# Exercises to complete
1. According to the BubR1 text, what percentage of the mice overexpressing BubR1 at high levels got cancer after exposure to the tumor-causing chemical?
2. Return the portion of the BubR1 text starting at "The animals that" and ending at "possibly prevent cancer.".
3. Resume the text about BubR1 and aging in mice from where it stops.

Researchers found that when they exposed normal mice to a chemical that causes lung and skin tumors, all of them got cancer. But only 33% of those overexpressing BubR1 at high levels did. They also found that these animals developed fatal cancers much later than normal mice—after about 2 years, only 15% of the engineered mice had died of cancer, compared with roughly 40% of normal mice.
The animals that overexpressed BubR1 at high levels also lived 15% longer than controls, on average. And the mice looked veritably Olympian on a treadmill, running about twice as far—200 meters rather than 100 meters—as control animals. BuBR1's life-extending effects aren't due to only its ability to prevent cancer, although that's not yet certain.
They may have identified a new drug target to slow aging with no identified negative consequences and possibly prevent cancer.

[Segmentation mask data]

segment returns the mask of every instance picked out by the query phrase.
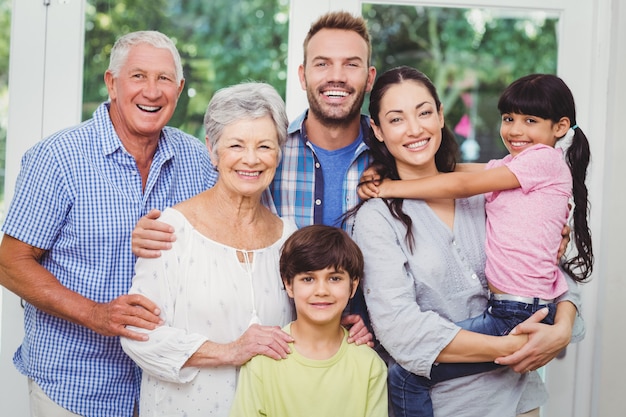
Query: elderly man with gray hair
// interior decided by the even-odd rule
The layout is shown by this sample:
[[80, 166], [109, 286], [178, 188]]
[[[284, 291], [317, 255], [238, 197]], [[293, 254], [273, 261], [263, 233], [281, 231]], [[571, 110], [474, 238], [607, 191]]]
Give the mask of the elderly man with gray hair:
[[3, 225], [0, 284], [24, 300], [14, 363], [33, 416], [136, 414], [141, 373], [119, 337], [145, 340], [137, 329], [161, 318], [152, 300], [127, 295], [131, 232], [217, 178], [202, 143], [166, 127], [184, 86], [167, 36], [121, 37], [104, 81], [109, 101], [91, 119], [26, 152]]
---
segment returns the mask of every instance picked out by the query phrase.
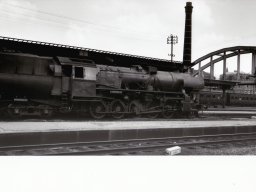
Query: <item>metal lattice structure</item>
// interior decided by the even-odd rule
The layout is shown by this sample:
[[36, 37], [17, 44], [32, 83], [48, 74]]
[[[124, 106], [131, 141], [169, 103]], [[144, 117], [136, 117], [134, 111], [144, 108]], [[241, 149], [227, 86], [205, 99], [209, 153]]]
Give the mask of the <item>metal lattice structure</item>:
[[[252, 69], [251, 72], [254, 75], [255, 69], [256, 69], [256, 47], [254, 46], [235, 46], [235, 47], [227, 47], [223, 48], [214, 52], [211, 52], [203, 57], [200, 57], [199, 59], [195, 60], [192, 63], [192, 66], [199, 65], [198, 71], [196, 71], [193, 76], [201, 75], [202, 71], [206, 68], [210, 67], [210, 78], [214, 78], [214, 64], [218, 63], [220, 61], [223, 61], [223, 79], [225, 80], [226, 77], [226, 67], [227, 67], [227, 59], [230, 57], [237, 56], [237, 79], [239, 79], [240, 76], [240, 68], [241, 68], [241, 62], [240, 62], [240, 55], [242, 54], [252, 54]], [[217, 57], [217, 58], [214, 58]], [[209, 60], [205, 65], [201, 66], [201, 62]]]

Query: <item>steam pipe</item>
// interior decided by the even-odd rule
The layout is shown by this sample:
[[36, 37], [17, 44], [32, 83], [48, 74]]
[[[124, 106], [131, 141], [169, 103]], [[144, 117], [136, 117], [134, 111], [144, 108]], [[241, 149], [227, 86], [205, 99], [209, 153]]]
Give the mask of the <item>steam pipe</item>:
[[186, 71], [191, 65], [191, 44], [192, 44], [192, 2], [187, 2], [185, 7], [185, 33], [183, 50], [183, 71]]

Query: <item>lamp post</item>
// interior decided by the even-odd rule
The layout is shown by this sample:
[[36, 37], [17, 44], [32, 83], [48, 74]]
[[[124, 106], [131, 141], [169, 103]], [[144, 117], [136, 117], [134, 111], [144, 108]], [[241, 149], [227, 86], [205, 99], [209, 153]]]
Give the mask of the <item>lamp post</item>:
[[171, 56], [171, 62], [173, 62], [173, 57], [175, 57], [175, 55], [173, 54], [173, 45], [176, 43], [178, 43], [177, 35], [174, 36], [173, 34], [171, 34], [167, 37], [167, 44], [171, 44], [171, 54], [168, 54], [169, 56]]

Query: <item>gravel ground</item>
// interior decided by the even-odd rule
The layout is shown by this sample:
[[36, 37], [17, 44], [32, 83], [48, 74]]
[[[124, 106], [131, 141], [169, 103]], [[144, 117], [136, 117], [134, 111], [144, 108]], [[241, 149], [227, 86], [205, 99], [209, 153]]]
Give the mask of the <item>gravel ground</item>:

# Task results
1. 33%

2.
The animals that overexpressed BubR1 at high levels also lived 15% longer than controls, on average. And the mice looked veritably Olympian on a treadmill, running about twice as far—200 meters rather than 100 meters—as control animals. BuBR1's life-extending effects aren't due to only its ability to prevent cancer, although that's not yet certain.
They may have identified a new drug target to slow aging with no identified negative consequences and possibly prevent cancer.

3.
Nature - Increased expression of protein BubR1 protects against aneuploidy and cancer and extends healthy lifespan
The BubR1 gene encodes for a mitotic regulator that ensures accurate segregation of chromosomes through its role in the mitotic checkpoint and the establishment of proper microtubule–kinetochore attachments. Germline mutations that reduce BubR1 abundance cause aneuploidy, shorten lifespan and induce premature ageing phenotypes and cancer in both humans and mice. A reduced BubR1 expression level is also a feature of chronological ageing, but whether this age-related decline has biological consequences is unknown. Using a transgenic approach in mice, we show that sustained high-level expression of BubR1 preserves genomic integrity and reduces tumorigenesis, even in the presence of genetic alterations that strongly promote aneuplodization and cancer, such as oncogenic Ras. We find that BubR1 overabundance exerts its protective effect by correcting mitotic checkpoint impairment and microtubule–kinetochore attachment defects. Furthermore, sustained high-level expression of BubR1 extends lifespan and delays age-related deterioration and aneuploidy in several tissues. Collectively, these data uncover a generalized function for BubR1 in counteracting defects that cause whole-chromosome instability and suggest that modulating BubR1 provides a unique opportunity to extend healthy lifespan.